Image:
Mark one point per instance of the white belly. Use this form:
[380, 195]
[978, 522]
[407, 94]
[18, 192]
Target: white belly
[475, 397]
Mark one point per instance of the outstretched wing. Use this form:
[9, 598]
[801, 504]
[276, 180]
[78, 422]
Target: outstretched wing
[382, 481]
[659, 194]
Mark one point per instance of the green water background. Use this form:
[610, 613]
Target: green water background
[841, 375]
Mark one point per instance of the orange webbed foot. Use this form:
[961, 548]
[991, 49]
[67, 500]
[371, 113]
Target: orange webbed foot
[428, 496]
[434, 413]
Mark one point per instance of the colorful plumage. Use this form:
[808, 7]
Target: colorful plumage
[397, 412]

★ ★ ★ ★ ★

## Yang Perlu Dikerjakan
Tuliskan kembali seluruh catatan di atas baris demi baris tanpa mengubah apa pun.

## Jawaban Tugas
Image:
Mark one point per instance of the white belly. Use this form:
[380, 195]
[978, 522]
[407, 94]
[18, 192]
Target: white belly
[475, 397]
Mark one point per instance of the outstretched wing. Use this form:
[9, 598]
[801, 504]
[276, 180]
[78, 422]
Target: outstretched wing
[382, 481]
[659, 194]
Mark one point per instance of the green water background. Use this form:
[610, 613]
Target: green water background
[841, 375]
Mark one point per instance of the orange webbed foot. Use this form:
[961, 548]
[991, 49]
[67, 500]
[371, 113]
Target: orange webbed foot
[428, 496]
[434, 413]
Mark one point per instance of the colorful plumage. Use this form:
[808, 7]
Target: colorful plumage
[397, 412]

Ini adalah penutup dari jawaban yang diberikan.